*** Opening of EXCERPTED PASSAGE ***

Fuller was invited by Dom Bernard Orchard to be a member of the editorial committee of the first one-volume Bible commentary for English-speaking Catholics, entitled A Catholic Commentary on Holy Scripture (CCHS, 1953 ); and the Westminster diocese entrusted Fuller in 1951 with the office of censor deputatus for the nihil obstat in its regard (cf. CCHS, p. iv). When subsequent developments – among them the study of the manuscripts discovered in the caves at Qumran and the Second Vatican Council – required an updating of the commentary, he was general editor of its second edition, entitled A New Catholic Commentary on Holy Scripture (1969).

He was, moreover, co-editor of the first complete Bible translation in modern English for Catholics from the Hebrew and Greek, entitled The Holy Bible – Revised Standard Version Catholic Edition (1966), and its ecumenical counterpart, The Common Bible (1973). He was a member of the Revised Standard Version Bible Committee from 1969 to 1980 and of the Joint Committee on the Revised English Bible from 1979 to 1989. From 1946 to 1953 he was the editor of the quarterly journal, Scripture.

*** Close of EXCERPTED PASSAGE ***

YOUR TASKS |
1: Edit the passage on Fuller's Bible work from "He was, moreover, co-editor" up to and including "quarterly journal, Scripture.", replacing "quarterly" with "monthly".
2: Pick up the passage on Fuller's Bible work after its last sentence and carry it forward.

*** Opening of EXTRACTED DATA ***

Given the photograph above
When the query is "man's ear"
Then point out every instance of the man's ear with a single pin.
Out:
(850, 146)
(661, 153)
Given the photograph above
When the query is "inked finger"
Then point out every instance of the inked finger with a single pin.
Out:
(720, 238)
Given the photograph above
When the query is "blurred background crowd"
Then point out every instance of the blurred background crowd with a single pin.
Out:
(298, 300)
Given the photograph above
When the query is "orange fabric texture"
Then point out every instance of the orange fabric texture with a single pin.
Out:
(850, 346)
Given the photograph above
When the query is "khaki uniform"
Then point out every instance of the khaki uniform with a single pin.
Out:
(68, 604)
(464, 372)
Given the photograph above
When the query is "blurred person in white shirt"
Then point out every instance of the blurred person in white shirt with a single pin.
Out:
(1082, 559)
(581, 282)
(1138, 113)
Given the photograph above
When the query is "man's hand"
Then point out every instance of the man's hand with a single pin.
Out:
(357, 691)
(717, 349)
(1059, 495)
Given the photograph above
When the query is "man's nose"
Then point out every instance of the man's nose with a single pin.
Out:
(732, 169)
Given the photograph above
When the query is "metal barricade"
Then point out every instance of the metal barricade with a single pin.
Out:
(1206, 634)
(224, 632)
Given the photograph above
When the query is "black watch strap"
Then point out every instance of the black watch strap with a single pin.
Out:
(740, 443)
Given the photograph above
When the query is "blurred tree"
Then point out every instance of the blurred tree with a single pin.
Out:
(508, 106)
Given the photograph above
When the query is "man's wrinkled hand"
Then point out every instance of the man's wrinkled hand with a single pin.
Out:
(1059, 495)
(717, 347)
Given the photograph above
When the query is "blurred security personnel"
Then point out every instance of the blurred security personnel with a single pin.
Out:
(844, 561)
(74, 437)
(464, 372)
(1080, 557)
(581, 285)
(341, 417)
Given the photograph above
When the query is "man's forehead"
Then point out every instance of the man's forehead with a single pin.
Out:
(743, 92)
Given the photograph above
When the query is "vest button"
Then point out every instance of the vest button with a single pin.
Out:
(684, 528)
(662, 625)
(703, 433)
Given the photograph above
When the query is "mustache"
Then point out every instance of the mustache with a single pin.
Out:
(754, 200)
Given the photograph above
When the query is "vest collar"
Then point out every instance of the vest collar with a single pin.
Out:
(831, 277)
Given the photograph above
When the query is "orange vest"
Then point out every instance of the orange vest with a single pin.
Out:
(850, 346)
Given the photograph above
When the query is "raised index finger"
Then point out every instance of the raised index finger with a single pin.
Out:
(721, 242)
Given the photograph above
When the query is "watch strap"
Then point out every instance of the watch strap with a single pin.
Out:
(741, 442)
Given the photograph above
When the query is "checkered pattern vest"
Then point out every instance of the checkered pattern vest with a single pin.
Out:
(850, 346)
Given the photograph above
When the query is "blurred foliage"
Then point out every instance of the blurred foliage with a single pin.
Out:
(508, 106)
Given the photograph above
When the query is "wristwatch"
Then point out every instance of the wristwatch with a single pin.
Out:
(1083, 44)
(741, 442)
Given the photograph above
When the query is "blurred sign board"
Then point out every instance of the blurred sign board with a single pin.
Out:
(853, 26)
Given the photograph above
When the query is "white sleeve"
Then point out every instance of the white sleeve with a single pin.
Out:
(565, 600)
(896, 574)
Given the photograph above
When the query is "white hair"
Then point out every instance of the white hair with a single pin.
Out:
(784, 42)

*** Close of EXTRACTED DATA ***

EXPECTED RESULTS |
1:
He was, moreover, co-editor of the first complete Bible translation in modern English for Catholics from the Hebrew and Greek, entitled The Holy Bible – Revised Standard Version Catholic Edition (1966), and its ecumenical counterpart, The Common Bible (1973). He was a member of the Revised Standard Version Bible Committee from 1969 to 1980 and of the Joint Committee on the Revised English Bible from 1979 to 1989. From 1946 to 1953 he was the editor of the monthly journal, Scripture.

2:
==Publications==
In addition to many articles and book reviews that Fuller contributed to specialist journals, e.g. Scripture Bulletin, Priests and People, The Tablet. He wrote articles on the Deuterocanonical Books for A Catholic Commentary on Holy Scripture (1953), A New Catholic Commentary on Holy Scripture (1966), and International Catholic Bible Commentary (1996), and the articles "Alexander Geddes, 1737–1802" and "Mythology and Biblical Studies to 1800" for Dictionary of Biblical Interpretation (1999).

His PhD thesis was published in 1984 under the title Alexander Geddes: A Pioneer of Biblical Criticism, 1737–1802.

He outlined the history of the Church and Shrine of Our Lady of the Assumption and St Gregory, better known as "Warwick Street Church", where he had been a Rector from 1950 to 1963, in a small illustrated book entitled Steadfast in Loyalty – Warwick Street Church – A Short History and Guide (1956, 1973).

His friendship with Leonard Cheshire led to his editing a slender volume providing an insight into Cheshire's spiritual resources during his struggle with the effects of motor neurone disease, entitled Crossing the Finishing Line – Last Thoughts of Leonard Cheshire VC (1998, ISBN 0-85439-527-X, see pp. 7–14, 80).